→ **STATED PROBLEM 1**
In the entries, change "quartz" to "granite" in the lines running from the start of the entries up to and including the line with "129,188 -> 321,250". Give those lines again with everything else unchanged.

→ **TEXT EXTRACT**
____
FHFA encourages each Enterprise to
make all required disclosures available
in one place on the Enterprise’s public
website, the address of which should be
communicated in the Enterprise’s
regulatory report. However, the
proposed rule would permit an
Enterprise to provide the disclosures in
more than one place, such as in its
public financial reports (for example, in
Management’s Discussion and Analysis
included in SEC filings) or other
regulatory reports, as long as the
Enterprise also provides a summary
table on its public website that
specifically indicates where all the
disclosures may be found (for example,
regulatory report schedules, page
numbers in annual reports).
The proposed rule would require an
Enterprise to reconcile disclosures of
regulatory capital elements as the
elements relate to an Enterprise’s
balance sheet in any audited
consolidated financial statements.
However, disclosures not included in
the footnotes to the audited financial
statements would not be subject to
external audit reports for financial
statements or internal control reports
from management and the external
auditor. Under the proposed rule, the
audit requirements for an Enterprise’s
required public disclosures would be
identical to the audit requirements for a
banking organization’s required public
disclosures in the U.S. banking
framework.
VI. Proprietary and Confidential
Information
FHFA believes that the proposed
disclosure requirements strike an
appropriate balance between the need
for meaningful disclosure and the
protection of proprietary and
confidential information. Accordingly,
FHFA believes that an Enterprise would
be able to provide all these disclosures
without revealing proprietary and
confidential information. Only in rare
circumstances might disclosure of
certain items of information required by
the proposed rule compel an Enterprise
to reveal confidential and proprietary
information. In these unusual situations,
FHFA proposes that if an Enterprise
believes that disclosure of specific
commercial or financial information
would compromise its position by
making public information that is either
proprietary or confidential in nature, the
Enterprise need not disclose those
specific items. Instead, the Enterprise
must disclose more general information
about the subject matter of the
requirement, together with the fact that,
and the reason why, the specific items
of information have not been disclosed.
This provision would apply only to
those disclosures included in this
proposed rule and does not apply to
disclosure requirements imposed by
accounting standards or other regulatory
agencies.
Question 2: In terms of proprietary and
confidential information, are any of
the proposed disclosure requirements
problematic, and why?
VII. Specific Public Disclosure
Requirements
The public disclosure requirements
are designed to provide important
information to market participants on
capital, risk exposures, risk assessment
processes, and, thus, the capital
adequacy of an Enterprise. The
substantive content of the tables in the
proposed rule is the focus of the
disclosure requirements, not the tables
themselves.
____
→ **Entries on locating named things**
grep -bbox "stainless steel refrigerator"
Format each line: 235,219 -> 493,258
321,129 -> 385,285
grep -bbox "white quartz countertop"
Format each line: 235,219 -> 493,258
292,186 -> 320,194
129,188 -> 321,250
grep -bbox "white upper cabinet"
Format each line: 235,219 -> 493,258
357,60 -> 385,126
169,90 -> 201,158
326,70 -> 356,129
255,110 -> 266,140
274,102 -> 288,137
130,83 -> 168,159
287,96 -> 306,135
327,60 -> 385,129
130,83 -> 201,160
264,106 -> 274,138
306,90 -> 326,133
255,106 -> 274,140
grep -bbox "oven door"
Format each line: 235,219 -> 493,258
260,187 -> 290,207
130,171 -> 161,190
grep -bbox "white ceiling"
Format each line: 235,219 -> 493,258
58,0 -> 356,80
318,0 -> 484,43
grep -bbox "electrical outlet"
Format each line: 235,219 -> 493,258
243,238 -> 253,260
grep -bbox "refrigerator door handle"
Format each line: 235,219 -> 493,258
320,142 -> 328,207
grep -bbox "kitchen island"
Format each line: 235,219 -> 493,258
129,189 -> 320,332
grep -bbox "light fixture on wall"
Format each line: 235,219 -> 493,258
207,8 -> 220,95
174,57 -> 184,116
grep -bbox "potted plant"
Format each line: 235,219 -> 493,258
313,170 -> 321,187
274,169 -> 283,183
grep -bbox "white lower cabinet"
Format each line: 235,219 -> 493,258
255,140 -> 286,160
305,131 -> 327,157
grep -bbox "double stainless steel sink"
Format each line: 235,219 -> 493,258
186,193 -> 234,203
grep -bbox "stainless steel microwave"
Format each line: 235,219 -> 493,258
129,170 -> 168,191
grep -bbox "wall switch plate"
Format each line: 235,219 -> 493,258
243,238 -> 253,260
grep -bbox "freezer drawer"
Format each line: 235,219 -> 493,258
____
→ **STATED PROBLEM 2**
Answer these questions from the excerpt on Enterprise public disclosures:
(a) Where does FHFA encourage each Enterprise to make all required disclosures available?
(b) To which audit requirements would the audit requirements for an Enterprise's required public disclosures be identical?
(c) If an Enterprise does not disclose specific items because they are proprietary or confidential, what must it disclose instead?

→ **TASK RESULT 1**
grep -bbox "stainless steel refrigerator"
Format each line: 235,219 -> 493,258
321,129 -> 385,285
grep -bbox "white granite countertop"
Format each line: 235,219 -> 493,258
292,186 -> 320,194
129,188 -> 321,250

→ **TASK RESULT 2**
(a) In one place on the Enterprise's public website.
(b) The audit requirements for a banking organization's required public disclosures in the U.S. banking framework.
(c) More general information about the subject matter of the requirement, together with the fact that, and the reason why, the specific items of information have not been disclosed.